- **Directions**
Write out each record below, word for word.

====== Exercise inputs

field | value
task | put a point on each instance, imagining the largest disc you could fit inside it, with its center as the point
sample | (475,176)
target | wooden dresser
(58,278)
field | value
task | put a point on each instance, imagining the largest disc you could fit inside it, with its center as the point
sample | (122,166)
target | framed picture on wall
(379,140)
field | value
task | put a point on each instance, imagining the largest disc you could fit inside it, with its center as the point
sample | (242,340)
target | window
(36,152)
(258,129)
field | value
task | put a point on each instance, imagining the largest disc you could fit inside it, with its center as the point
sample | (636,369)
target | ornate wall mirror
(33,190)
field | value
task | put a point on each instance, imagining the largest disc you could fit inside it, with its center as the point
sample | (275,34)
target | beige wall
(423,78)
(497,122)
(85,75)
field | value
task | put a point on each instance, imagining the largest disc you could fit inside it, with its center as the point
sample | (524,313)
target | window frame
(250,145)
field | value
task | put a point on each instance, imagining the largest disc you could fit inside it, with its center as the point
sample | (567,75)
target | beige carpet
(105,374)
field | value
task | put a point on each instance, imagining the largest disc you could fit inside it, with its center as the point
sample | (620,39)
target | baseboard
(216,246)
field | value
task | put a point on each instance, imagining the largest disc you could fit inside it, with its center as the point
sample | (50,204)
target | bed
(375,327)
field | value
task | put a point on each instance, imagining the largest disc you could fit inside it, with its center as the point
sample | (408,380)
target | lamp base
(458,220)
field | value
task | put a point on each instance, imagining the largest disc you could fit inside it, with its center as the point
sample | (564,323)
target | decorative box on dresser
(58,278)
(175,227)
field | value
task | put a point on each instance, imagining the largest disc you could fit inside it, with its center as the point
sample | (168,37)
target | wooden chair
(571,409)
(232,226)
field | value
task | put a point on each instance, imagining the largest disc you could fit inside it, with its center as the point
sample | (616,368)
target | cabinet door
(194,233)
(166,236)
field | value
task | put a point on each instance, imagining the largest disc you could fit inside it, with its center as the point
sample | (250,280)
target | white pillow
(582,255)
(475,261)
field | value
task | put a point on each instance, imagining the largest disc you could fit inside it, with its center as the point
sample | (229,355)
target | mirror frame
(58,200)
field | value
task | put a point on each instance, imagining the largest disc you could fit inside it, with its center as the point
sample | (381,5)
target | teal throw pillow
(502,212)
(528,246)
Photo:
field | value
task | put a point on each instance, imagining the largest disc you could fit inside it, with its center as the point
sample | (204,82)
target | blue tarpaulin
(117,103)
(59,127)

============

- **Result for this task**
field | value
task | put a point on each instance, imagining the largest disc you could fit inside it, with its center as the point
sample | (475,176)
target | wooden dresser
(58,278)
field | value
task | put a point on each instance, imagining the largest disc you could fit inside it, with its center as the point
sample | (122,166)
target | framed picture on wall
(379,140)
field | value
task | put a point on each instance, imagining the largest disc you could fit inside it, with its center as the point
sample | (242,340)
target | window
(36,152)
(258,129)
field | value
task | put a point on each instance, imagining the largest disc you could fit inside it, with its center as the point
sample | (636,369)
target | ornate wall mirror
(33,190)
field | value
task | put a point on each instance, imagining the largest disc you could fit inside it, with its center as the point
sample | (275,34)
target | beige wall
(423,78)
(497,122)
(85,75)
field | value
task | put a point on each instance, imagining the largest disc you could fit inside it, with its center as the point
sample | (524,313)
target | window frame
(250,145)
field | value
task | put a point on each instance, imagining the largest disc you could fit inside it, with its center as the point
sample | (567,75)
target | beige carpet
(105,374)
field | value
task | put a point on each instance, imagining the largest disc you could fit inside it, with its center as the point
sample | (620,39)
target | baseboard
(216,246)
field | value
task | put a point on each instance, imagining the largest disc you could fit inside it, with its center as the point
sample | (50,204)
target | bed
(375,327)
field | value
task | put a point on each instance, imagining the largest disc you could fit inside it, with its center as the point
sample | (408,380)
target | lamp base
(458,220)
field | value
task | put a point on each instance, imagining the largest disc you could fit inside it, with its center as the point
sample | (564,323)
target | decorative box on dresser
(58,278)
(175,227)
field | value
task | put a point on each instance, imagining the largest disc you could fit inside it, with its center as the point
sample | (168,37)
target | wooden chair
(571,409)
(232,226)
field | value
task | put a point on each instance, imagining the largest disc you could fit inside it, with its center as the point
sample | (616,368)
target | cabinet door
(194,233)
(166,236)
field | value
task | put a point on each instance, imagining the largest disc you could fit inside it, with its center as the point
sample | (250,280)
target | white pillow
(582,255)
(475,261)
field | value
task | put a point on each instance, imagining the largest disc you could fit inside it, with its center as the point
sample | (229,355)
target | mirror frame
(58,200)
field | value
task | put a point on each instance, imagining the largest disc you could fit inside it, with its center as the point
sample | (381,5)
target | teal throw pillow
(502,212)
(528,246)
Photo:
field | value
task | put a point on each instance, imagining the largest disc you could fit inside it, with its center as the point
sample | (204,82)
target | blue tarpaulin
(117,103)
(59,127)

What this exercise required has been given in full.